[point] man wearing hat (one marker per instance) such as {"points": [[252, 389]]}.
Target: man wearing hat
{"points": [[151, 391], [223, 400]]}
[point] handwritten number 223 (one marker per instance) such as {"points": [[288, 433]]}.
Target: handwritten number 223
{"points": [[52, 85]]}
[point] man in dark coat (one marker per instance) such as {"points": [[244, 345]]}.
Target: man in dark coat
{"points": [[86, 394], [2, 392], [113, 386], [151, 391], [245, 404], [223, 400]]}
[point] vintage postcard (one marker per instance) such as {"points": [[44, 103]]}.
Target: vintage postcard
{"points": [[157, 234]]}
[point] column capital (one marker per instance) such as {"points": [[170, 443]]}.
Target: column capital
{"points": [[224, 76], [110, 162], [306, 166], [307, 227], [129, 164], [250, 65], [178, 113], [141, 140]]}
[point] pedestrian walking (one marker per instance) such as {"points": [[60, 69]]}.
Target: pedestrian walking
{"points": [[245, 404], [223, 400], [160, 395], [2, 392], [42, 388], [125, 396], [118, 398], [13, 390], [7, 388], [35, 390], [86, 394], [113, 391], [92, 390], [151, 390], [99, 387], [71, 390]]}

★ ★ ★ ★ ★

### What you should do:
Repeat back all entries verbatim.

### Task response:
[point] man wearing hat (one marker per instance) such as {"points": [[252, 389]]}.
Target: man wearing hat
{"points": [[151, 391], [223, 400]]}
[point] handwritten number 223 (one marker per instance) such as {"points": [[288, 433]]}.
Target: handwritten number 223
{"points": [[52, 85]]}
[point] man in dark coat (one marker per instance) such as {"points": [[244, 345]]}.
Target: man in dark coat
{"points": [[86, 394], [2, 392], [113, 386], [151, 391], [245, 404], [223, 400]]}
[point] vintage postcard (one marker per instance) such as {"points": [[44, 103]]}.
Target: vintage postcard
{"points": [[157, 234]]}
[point] column capital (one marker per instance) such as {"points": [[170, 443]]}.
Target: column capital
{"points": [[224, 76], [110, 162], [306, 166], [307, 227], [129, 164], [250, 65], [178, 113], [141, 140]]}
[point] pedestrian walking (one marker per instance) such as {"points": [[60, 69]]}.
Target: pedestrian walking
{"points": [[245, 404], [223, 400], [160, 395], [2, 392], [42, 388], [125, 396], [118, 398], [13, 390], [7, 388], [35, 390], [86, 394], [113, 391], [92, 390], [151, 390], [99, 387], [71, 390]]}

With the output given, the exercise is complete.